**Фрагмент текста:**
Редакцию я собрал из своих друзей: Самуил Лурье, Леонид Дубшан, Елена Скульская, Дмитрий Толстоба, Марина Токарева. В «Письме к читателю», открывающему номер, я писал: «Наш журнал открывали те организации, которых уже нет, и нет одноименного города, и нет некоторых их тех, кто начинал.
…Мне хотелось бы, чтобы подписчиков у нашего журнала было не больше, чем собравшихся для разговора полуночников. Всех прочих не хочу обижать, но есть ведь куда пойти — столько изданий. Возможно, нас совсем мало и мы прогорим. Но вместе все одно гореть веселее.
Сегодня, когда нецивилизованный рынок буянит и хамит, заводить новое издание, пусть даже и возрождаемое, пусть даже со своей легендой и биографией, — идея безумная. Но, может быть, только безумные идеи и стоят риска.
…Не для упреждения сплетен: редакторы будут часто авторами журнала. Продолжение одной работы. Больше крест, чем привилегия. Основу пушкинского „Современника“ составляли произведения редактора и его друзей. Речь не о сравнении уровней, а о преемственности принципов».
Журнал мы создавали по лучшим, но старым лекалам, быть может, «серебряного века», явно не попадая в уже набирающий силу мейнстрим века грядущего. Долго сочиняли композицию книжки. Так появились главы «Тексты этого города», «Воспоминания о ХХ веке», «Избранные сочинения в стихах и прозе», «Частная жизнь ума». Среди материалов воспоминания Дмитрия Сеземана «Париж — ГУЛАГ — Париж», «Дневник 1946 года» Бориса Эйхенбаума, «Коммунизм: сюжет и персонажи» Петра Вайля и Александра Гениса. Проза Валерия Попова, стихи Александра Кушнера с предисловием автора, Михаила Еремина с эссе о нем Льва Лосева, эссе Наталии Рубинштейн «Абрам Терц и Александр Пушкин». В «Частной жизни ума» Леонид Гаккель, Андрей Битов, Александр Боровский, Яков Гордин — эссе «Ничто человеческое…» с публикацией стихов Иосифа Бродского, написанных на случай.
Успели выпустить первый номер в двух книжках. Следующий номер был готов, в нем читателю обещали: пьесу Эдварда Олби «Крошка Алиса», переведенную специально для нашего журнала (текст, кажется, до сих пор не опубликован, а пьеса не поставлена), переписку Сергея Довлатова с Израилем Меттером, очерк о Михаиле Чехове «Натальи Крымовой, стихотворения Роберта Конквеста, сценарий «Демона» Сергея Параджанова.

**Ваши задания:**
1. Перепишите часть отрывка о журнале, начиная со слов "Редакцию я собрал" и заканчивая словами "и стоят риска.".
2. Перечислите все главы книжки журнала, которые называет отрывок о журнале.
3. Подхватите рассказ о журнале и продолжите его после последней фразы.
Строки дальше никак не связаны с отрывком о журнале.

**Исходные данные:**
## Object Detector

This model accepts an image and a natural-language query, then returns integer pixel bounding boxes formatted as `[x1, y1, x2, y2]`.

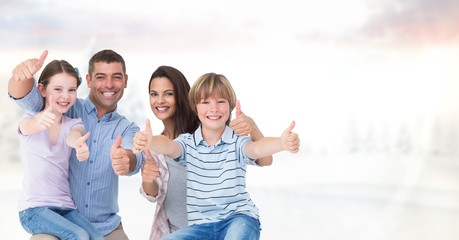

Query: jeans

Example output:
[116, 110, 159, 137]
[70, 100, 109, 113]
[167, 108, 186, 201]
[19, 207, 104, 240]
[161, 214, 260, 240]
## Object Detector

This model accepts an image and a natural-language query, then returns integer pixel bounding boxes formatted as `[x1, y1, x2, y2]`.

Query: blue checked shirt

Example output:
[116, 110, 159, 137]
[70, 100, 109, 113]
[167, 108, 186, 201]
[15, 86, 142, 235]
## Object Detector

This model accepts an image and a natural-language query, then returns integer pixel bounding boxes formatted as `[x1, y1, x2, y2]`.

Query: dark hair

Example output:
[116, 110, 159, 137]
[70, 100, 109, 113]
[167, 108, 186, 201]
[88, 49, 126, 75]
[148, 66, 199, 138]
[38, 60, 81, 110]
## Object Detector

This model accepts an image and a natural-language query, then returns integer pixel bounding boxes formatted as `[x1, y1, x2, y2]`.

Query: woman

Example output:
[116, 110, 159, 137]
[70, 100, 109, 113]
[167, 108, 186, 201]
[140, 66, 272, 240]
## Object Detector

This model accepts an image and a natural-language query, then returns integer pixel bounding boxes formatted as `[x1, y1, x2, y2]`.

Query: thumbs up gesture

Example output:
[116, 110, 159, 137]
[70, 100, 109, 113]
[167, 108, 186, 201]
[133, 119, 153, 154]
[110, 136, 132, 175]
[34, 95, 56, 131]
[75, 132, 91, 161]
[12, 50, 48, 81]
[281, 121, 300, 153]
[229, 100, 253, 136]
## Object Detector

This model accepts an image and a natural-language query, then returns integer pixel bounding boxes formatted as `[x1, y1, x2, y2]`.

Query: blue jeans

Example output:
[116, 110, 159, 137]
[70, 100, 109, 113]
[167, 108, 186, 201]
[19, 207, 104, 240]
[161, 214, 260, 240]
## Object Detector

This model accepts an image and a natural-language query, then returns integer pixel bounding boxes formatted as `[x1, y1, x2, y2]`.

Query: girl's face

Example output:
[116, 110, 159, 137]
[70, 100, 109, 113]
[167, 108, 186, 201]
[38, 73, 78, 113]
[196, 95, 230, 130]
[150, 77, 176, 121]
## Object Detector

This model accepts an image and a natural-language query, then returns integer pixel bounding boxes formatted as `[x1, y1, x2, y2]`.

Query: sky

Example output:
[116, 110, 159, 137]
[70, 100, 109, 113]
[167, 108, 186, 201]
[0, 0, 459, 239]
[0, 0, 459, 152]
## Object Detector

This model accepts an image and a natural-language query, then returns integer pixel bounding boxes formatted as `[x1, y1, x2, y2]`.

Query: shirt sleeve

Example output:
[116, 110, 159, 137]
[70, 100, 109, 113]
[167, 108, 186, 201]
[9, 85, 43, 112]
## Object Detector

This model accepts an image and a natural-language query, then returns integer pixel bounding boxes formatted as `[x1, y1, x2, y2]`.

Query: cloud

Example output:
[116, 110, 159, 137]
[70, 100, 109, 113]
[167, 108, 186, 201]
[360, 0, 459, 47]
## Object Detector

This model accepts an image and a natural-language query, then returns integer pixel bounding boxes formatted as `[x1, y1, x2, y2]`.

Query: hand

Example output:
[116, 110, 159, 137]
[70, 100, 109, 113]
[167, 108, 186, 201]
[133, 119, 153, 154]
[142, 150, 159, 183]
[34, 96, 56, 131]
[110, 136, 130, 175]
[75, 132, 91, 161]
[12, 50, 48, 81]
[281, 121, 300, 153]
[230, 100, 253, 136]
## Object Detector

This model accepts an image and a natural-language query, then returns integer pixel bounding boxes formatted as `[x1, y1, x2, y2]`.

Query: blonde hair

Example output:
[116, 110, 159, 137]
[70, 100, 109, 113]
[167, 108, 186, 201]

**Ответы:**
1.
Редакцию я собрал из своих друзей: Самуил Лурье, Леонид Дубшан, Елена Скульская, Дмитрий Толстоба, Марина Токарева. В «Письме к читателю», открывающему номер, я писал: «Наш журнал открывали те организации, которых уже нет, и нет одноименного города, и нет некоторых их тех, кто начинал.
…Мне хотелось бы, чтобы подписчиков у нашего журнала было не больше, чем собравшихся для разговора полуночников. Всех прочих не хочу обижать, но есть ведь куда пойти — столько изданий. Возможно, нас совсем мало и мы прогорим. Но вместе все одно гореть веселее.
Сегодня, когда нецивилизованный рынок буянит и хамит, заводить новое издание, пусть даже и возрождаемое, пусть даже со своей легендой и биографией, — идея безумная. Но, может быть, только безумные идеи и стоят риска.

2. «Тексты этого города», «Воспоминания о ХХ веке», «Избранные сочинения в стихах и прозе», «Частная жизнь ума».

3.
Увы, все это осталось в проекте. Первое, еще соблазнительное политическими дивидендами время нас финансово поддерживал СП «СЛ-Интернейшенел». Но за прошедшие год-полтора их терпение иссякло. Мы квартировали то в Доме писателей, то в мансарде при журнале «Нева». Последняя недолгая стоянка находилась на Таврической улице. Денег уже не было. Помещение захватили какие-то бандиты, скинув рукописи и документы в подвал. Стоило больших усилий договориться, чтобы мне позволили в бумажной груде хотя бы отыскать свою трудовую книжку. Под понукания стоящих надо мной автоматчиков я ее все-таки нашел, благодаря чему стал ведущим авторского канала «Невский проспект» на «Радио России».
Еще несколько месяцев я по крохам собирал деньги на издание журнала. Какую-то сумму дали прежние хозяева, образовательная ассоциация «ОМИС», газета «Эстония». Когда Володя Аллой узнал, что для выпуска журнала недостает всего четырехсот долларов, он мгновенно включился и серьезно помог мне в общении с типографией. Тогда же он, имеющий к тому времени большой издательский опыт за рубежом и в России, сказал мне: «А ты думаешь, что редактор журнала — это только литература, компания единомышленников, так называемое направление и работа с авторами? Нет, это и помещение, и транспорт, и финансы, и детектив с типографией и торговлей. Иначе не бывает». Разумеется, он был прав. Но я еще обеими ногами стоял в прежней истории.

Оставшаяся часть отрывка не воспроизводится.